#### [Written instruction]
Please recast every line of the material below as a numbered list, omitting blank lines and leaving the pictures out of your answer.

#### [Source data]
_ _ _ _ _ _ _

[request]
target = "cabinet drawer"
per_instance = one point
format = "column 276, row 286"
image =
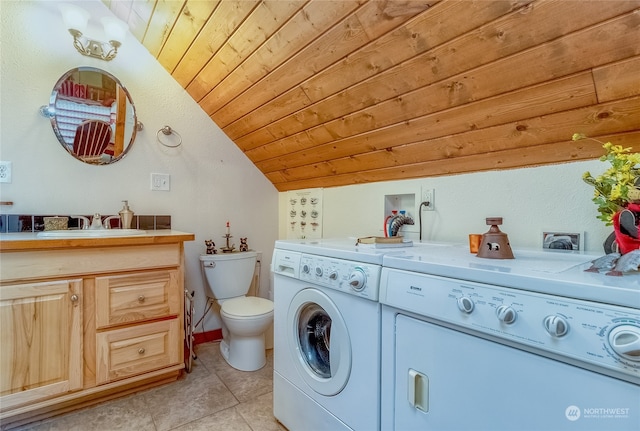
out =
column 136, row 297
column 138, row 349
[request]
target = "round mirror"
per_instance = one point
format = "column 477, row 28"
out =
column 93, row 116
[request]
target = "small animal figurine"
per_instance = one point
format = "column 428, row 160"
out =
column 627, row 262
column 607, row 262
column 211, row 247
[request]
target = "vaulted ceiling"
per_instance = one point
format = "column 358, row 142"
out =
column 321, row 93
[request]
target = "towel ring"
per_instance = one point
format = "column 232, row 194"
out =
column 167, row 130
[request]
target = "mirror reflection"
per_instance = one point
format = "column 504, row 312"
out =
column 93, row 116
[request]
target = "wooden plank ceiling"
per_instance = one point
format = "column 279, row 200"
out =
column 324, row 93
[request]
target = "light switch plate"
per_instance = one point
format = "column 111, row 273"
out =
column 5, row 172
column 161, row 182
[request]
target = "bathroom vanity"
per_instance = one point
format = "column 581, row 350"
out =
column 87, row 319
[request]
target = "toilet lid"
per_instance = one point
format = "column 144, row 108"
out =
column 247, row 306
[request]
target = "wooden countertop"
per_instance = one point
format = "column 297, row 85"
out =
column 30, row 241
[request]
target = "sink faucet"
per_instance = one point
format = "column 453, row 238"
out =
column 96, row 223
column 83, row 222
column 106, row 222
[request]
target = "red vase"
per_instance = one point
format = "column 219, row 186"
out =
column 625, row 242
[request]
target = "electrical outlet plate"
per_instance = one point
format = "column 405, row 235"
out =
column 161, row 182
column 5, row 172
column 569, row 241
column 429, row 195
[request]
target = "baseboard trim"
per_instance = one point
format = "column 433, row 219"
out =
column 207, row 337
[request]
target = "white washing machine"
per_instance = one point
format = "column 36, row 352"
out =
column 326, row 336
column 533, row 343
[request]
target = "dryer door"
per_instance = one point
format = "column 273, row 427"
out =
column 319, row 340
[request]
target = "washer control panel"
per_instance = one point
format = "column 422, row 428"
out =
column 355, row 278
column 602, row 335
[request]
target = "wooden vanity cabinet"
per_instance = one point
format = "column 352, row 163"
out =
column 40, row 340
column 126, row 342
column 81, row 323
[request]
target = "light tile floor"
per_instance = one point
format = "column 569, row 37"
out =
column 213, row 397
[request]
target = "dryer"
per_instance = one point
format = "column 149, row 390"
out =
column 326, row 336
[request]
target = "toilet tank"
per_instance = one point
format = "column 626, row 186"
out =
column 229, row 275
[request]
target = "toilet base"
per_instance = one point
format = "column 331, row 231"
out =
column 244, row 353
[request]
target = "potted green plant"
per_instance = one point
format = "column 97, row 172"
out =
column 616, row 188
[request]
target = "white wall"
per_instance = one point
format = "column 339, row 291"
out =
column 211, row 180
column 532, row 200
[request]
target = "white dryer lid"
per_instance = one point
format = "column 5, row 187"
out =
column 247, row 306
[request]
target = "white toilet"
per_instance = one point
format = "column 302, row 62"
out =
column 244, row 318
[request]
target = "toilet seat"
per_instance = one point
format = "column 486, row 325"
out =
column 247, row 307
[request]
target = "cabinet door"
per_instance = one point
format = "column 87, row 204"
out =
column 137, row 297
column 41, row 339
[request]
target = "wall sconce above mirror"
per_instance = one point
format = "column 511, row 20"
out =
column 76, row 19
column 92, row 115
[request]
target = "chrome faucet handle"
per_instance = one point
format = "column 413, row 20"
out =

_ _ _ _ _ _ _

#### [Solution to the exercise]
1. [request]
2. target = "cabinet drawer"
3. per_instance = one point
4. format = "column 276, row 286"
5. image =
6. out =
7. column 136, row 297
8. column 138, row 349
9. [request]
10. target = "round mirror"
11. per_instance = one point
12. format = "column 477, row 28"
13. out =
14. column 93, row 116
15. [request]
16. target = "small animal figurine"
17. per_instance = one point
18. format = "column 428, row 160"
19. out =
20. column 627, row 262
21. column 607, row 262
22. column 211, row 247
23. [request]
24. target = "vaulted ceiling"
25. per_instance = one point
26. format = "column 358, row 142"
27. out =
28. column 321, row 93
29. [request]
30. target = "towel ring"
31. per_instance = one point
32. format = "column 232, row 194"
33. out =
34. column 167, row 130
35. [request]
36. target = "mirror reflection"
37. per_instance = one point
38. format = "column 504, row 312"
39. out =
40. column 93, row 116
41. [request]
42. target = "wooden plank ceiling"
43. per_instance = one point
44. format = "column 279, row 200"
45. out =
46. column 324, row 93
47. [request]
48. target = "light switch plate"
49. per_instance = one point
50. format = "column 111, row 273"
51. out =
52. column 5, row 172
53. column 161, row 182
54. [request]
55. target = "bathroom vanity"
56. per_instance = one point
57. format = "column 581, row 350"
58. out =
59. column 87, row 319
60. [request]
61. target = "toilet lid"
62. per_instance = one point
63. format = "column 144, row 108"
64. out =
65. column 247, row 306
66. [request]
67. target = "wooden countertop"
68. per_instance = one point
69. format = "column 297, row 85"
70. out =
71. column 30, row 241
72. [request]
73. target = "sink faucet"
74. per_instance = one point
75. format = "column 453, row 238"
76. out =
77. column 96, row 223
78. column 83, row 222
79. column 106, row 222
80. [request]
81. target = "red vase"
82. per_instance = one point
83. format = "column 219, row 186"
84. out =
85. column 625, row 242
86. [request]
87. target = "electrical outlet plate"
88. per_instance = one point
89. format = "column 405, row 235"
90. out =
91. column 161, row 182
92. column 5, row 172
93. column 569, row 241
94. column 429, row 195
95. [request]
96. target = "baseboard trim"
97. per_instance = one point
98. format = "column 433, row 219"
99. out =
100. column 207, row 337
101. [request]
102. target = "white washing machine"
103. per_instance = one point
104. format = "column 36, row 352"
105. out =
106. column 326, row 336
107. column 533, row 343
108. [request]
109. target = "dryer door"
110. per_instance = one point
111. format = "column 273, row 427"
112. out =
113. column 319, row 340
114. [request]
115. target = "washer control panel"
116. per_instance = one point
117. format = "column 422, row 428"
118. out =
119. column 355, row 278
120. column 602, row 335
121. [request]
122. target = "wooden vanity cabinet"
123. per_instance = one point
124. format = "column 352, row 163"
125. out =
126. column 40, row 340
127. column 126, row 342
128. column 81, row 323
129. [request]
130. target = "light tile floor"
131. per_instance = one point
132. format = "column 569, row 37"
133. out =
134. column 213, row 397
135. [request]
136. target = "dryer"
137. per_instance = one point
138. format = "column 149, row 390"
139. out =
140. column 326, row 336
141. [request]
142. target = "toilet tank"
143. per_instance = one point
144. format = "column 626, row 186"
145. out =
146. column 229, row 275
147. [request]
148. target = "toilet base"
149. per_instance = one point
150. format = "column 331, row 231"
151. out =
152. column 244, row 353
153. [request]
154. target = "potted green plant"
155. per_instance = one point
156. format = "column 97, row 172"
157. out =
158. column 616, row 188
159. [request]
160. target = "white wall"
161. per_instance = one point
162. format = "column 339, row 291"
163. out =
164. column 211, row 180
165. column 532, row 200
166. [request]
167. target = "white dryer lid"
168. per_instance = one point
169. format = "column 5, row 187"
170. out =
171. column 247, row 306
172. [request]
173. target = "white toilet"
174. per_instance = one point
175. format = "column 302, row 62"
176. out =
177. column 244, row 318
178. [request]
179. target = "toilet seat"
180. per_instance = one point
181. format = "column 486, row 325"
182. out =
183. column 247, row 307
184. [request]
185. target = "cabinet door"
186. per_instance = one point
187. format = "column 87, row 204"
188. out =
189. column 137, row 297
190. column 41, row 339
191. [request]
192. target = "wall sconce above mirror"
193. per_instance = one point
194. format = "column 511, row 20"
195. out =
196. column 76, row 19
197. column 92, row 115
198. [request]
199. target = "chrome faucet handle"
200. per_instance = one point
201. format = "column 413, row 20"
202. out =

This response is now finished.